---------- Exercise material
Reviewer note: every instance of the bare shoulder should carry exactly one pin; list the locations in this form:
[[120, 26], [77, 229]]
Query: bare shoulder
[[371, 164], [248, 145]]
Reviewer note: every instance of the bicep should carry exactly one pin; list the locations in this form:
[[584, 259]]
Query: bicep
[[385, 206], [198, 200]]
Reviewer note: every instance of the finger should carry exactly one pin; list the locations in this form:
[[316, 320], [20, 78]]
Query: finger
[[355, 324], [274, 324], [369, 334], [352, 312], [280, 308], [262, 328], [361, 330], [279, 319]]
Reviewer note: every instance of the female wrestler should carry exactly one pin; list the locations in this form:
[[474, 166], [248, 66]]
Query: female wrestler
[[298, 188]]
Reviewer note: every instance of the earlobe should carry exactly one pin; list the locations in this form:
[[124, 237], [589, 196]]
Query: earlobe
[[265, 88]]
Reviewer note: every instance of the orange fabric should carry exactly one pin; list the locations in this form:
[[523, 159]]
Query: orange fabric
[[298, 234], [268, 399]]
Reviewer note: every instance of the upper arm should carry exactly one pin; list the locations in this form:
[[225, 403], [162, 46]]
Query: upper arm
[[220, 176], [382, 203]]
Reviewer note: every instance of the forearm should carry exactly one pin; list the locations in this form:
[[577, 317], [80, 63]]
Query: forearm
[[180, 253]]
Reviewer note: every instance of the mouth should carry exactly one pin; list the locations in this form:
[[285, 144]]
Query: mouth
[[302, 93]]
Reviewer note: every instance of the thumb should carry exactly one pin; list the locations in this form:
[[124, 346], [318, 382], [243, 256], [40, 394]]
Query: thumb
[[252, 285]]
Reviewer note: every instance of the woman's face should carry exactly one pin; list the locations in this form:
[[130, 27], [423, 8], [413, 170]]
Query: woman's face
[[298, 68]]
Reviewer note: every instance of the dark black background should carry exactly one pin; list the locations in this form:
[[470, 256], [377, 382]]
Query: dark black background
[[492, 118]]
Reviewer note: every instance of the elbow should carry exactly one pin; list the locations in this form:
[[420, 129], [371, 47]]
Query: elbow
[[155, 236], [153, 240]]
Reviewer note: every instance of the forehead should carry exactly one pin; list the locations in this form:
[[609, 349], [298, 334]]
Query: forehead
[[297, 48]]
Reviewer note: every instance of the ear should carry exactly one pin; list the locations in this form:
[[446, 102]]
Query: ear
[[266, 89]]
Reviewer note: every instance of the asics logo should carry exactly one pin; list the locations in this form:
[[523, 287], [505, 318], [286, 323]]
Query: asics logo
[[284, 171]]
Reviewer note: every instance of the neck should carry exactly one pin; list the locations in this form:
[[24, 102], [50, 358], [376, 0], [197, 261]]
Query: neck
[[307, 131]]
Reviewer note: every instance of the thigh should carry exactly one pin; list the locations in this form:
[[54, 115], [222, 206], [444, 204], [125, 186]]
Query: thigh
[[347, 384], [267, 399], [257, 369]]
--------------------
Task requirements: Copy the entries word for word, beginning at the line that contains "Reviewer note: every instance of the ear should" and ending with the final line of the entries.

Reply to the exercise:
Reviewer note: every instance of the ear should carry exactly one pin; list the locations in this form:
[[446, 102]]
Query: ear
[[266, 89]]
Reviewer note: every instance of the asics logo should carry exactly one pin; list the locations in this form:
[[523, 287], [505, 318], [286, 323]]
Query: asics logo
[[284, 171]]
Reviewer note: every instance of the neck should carry exactly one pin; list the locations in this form:
[[24, 102], [50, 358], [376, 0], [197, 261]]
Query: neck
[[307, 131]]
Reviewer note: every instance of the thigh should carry exactly one pin; list the locations in this form:
[[54, 115], [222, 206], [444, 204], [125, 186]]
Query: thigh
[[347, 384], [267, 399], [257, 369]]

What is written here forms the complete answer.